# B smithi or g rosea?



## Gavin1983 (Sep 23, 2012)

Hi all I'm thinking about getting a tarantula but can't decide which species is better for me as im new to this hobby.ive done some research online and ive narrowed it down to two types, a g.rosea or a b smithi.ive heard that the g.rosa can turn physco and be very aggressive,is this true as the reptile centre says there one of the most docil tarantulas around.i would prefer the b smithi but also heard there quite skittish and they may kick hair a lot.has anyone had problems with these two types and can they be handled often?


----------



## Dannydarby86 (Aug 27, 2012)

Not too sure about the smithi or rosea but I got a gbb for my first not so long ago,love it always out and about and makes awesome webs plus there gorgeous  I'd say go for a gbb BUT your gonna end up buying lots anyway so get all three :lol2:


----------



## Damo666 (Jan 1, 2012)

What about a curly hair dude:2thumb:


----------



## Dannydarby86 (Aug 27, 2012)

DATA SECTION:
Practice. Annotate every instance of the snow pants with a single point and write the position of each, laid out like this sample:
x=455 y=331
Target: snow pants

PROBLEM DETAILS:
Carry on the forum thread about choosing a first tarantula, picking up right after its final line.

TASK RESPONSE:
Have a read on this thread as well,that should give you a good idea of what species to stay away from ie new world old world difference between arboreal and terrestrial all sorts of useful info on there  http://www.reptileforums.co.uk/forums/spiders-inverts/43641-how-choose-your-first-spider.html


----------



## corny girl (Aug 30, 2009)

Personally i'd get a Brachypelma albopilosum (Curly hair), these have wonderful docile temperaments. My B.smithi is a nutcase & so is my G.porteri (normal colour Chile rose), my albops are still quite small (approx 1" LS) but don't seem anywhere near as bad as the smithi or porteri. G.pulchra is a very nice spider too but can be a bit pricey for a sub adult. G.pulchripes are also very nice :2thumb:. The list is endless & each individual will be different, some will tolerate handling & some won't.


----------



## Dannydarby86 (Aug 27, 2012)

Another thing which iv been recently warned about if you go to the avic family is that the slings tend to be quite hard to get to juvi size due to randomly dying after a molt so if you go that route I'd look at maybe juvi to sub adult or buy maybe 3/4 slings and keep your fingers crossed one survives :lol2:


----------



## StaneyWid (Jun 2, 2012)

Ive already dropped him a PM sayin id help him out :lol2::no1:


----------



## StaneyWid (Jun 2, 2012)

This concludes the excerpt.